Hacker News new | ask | show | jobs
by stingraycharles 337 days ago
Right, maybe my definition of overfitting was wrong, I always understood it more as trying to optimize for a specific benchmark / use case, and then it starts failing in other areas.

But the way you phrase it, it’s just “the model is not properly able to generalize”, ie it doesn’t understand the concept of silence also makes sense.

But couldn’t you then argue that any type of mistake / unknown could be explained as “overfitting” ? Where do you draw the line ?

2 comments

I don't think so. Overfitting = the model was too closely aligned to the training data and can't generalize towards *unseen* data. I think it saw "silence" before, so it's not overfitting but just garbage in, garbage out.
Your definition is one, but the one the OP is using is overfitting to training data.
That’s exactly my point: by that definition any incorrect answer can be explained by “overfitting to training data”.

Where do you draw the line between “overfitting to training data” and “incorrect data” ?

Given information:
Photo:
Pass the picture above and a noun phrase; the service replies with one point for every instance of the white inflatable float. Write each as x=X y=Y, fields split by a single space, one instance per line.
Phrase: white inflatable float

Exercises:
A. In the overfitting thread, what did the opening comment's writer always understand overfitting to mean?
B. Carry on the overfitting thread from its final comment.
The lines have nothing to do with the overfitting thread.

Response list:
A. Optimizing for a specific benchmark or use case, after which the model starts failing in other areas.

B.
> That’s exactly my point: by that definition any incorrect answer can be explained by “overfitting to training data”.

Not really, getting 94381294*123=... wrong, but close within the actual answer, cannot be overfitting since it wasn't in the training data.

> [By] that definition any incorrect answer can be explained by “overfitting to training data”.

No it doesn't, for instance some errors would be caused by under fitting. The data could also be correct but your hyperparameters (such as the learning rate or dropout rate) could cause your model to overfit.

> Where do you draw the line between “overfitting to training data” and “incorrect data” ?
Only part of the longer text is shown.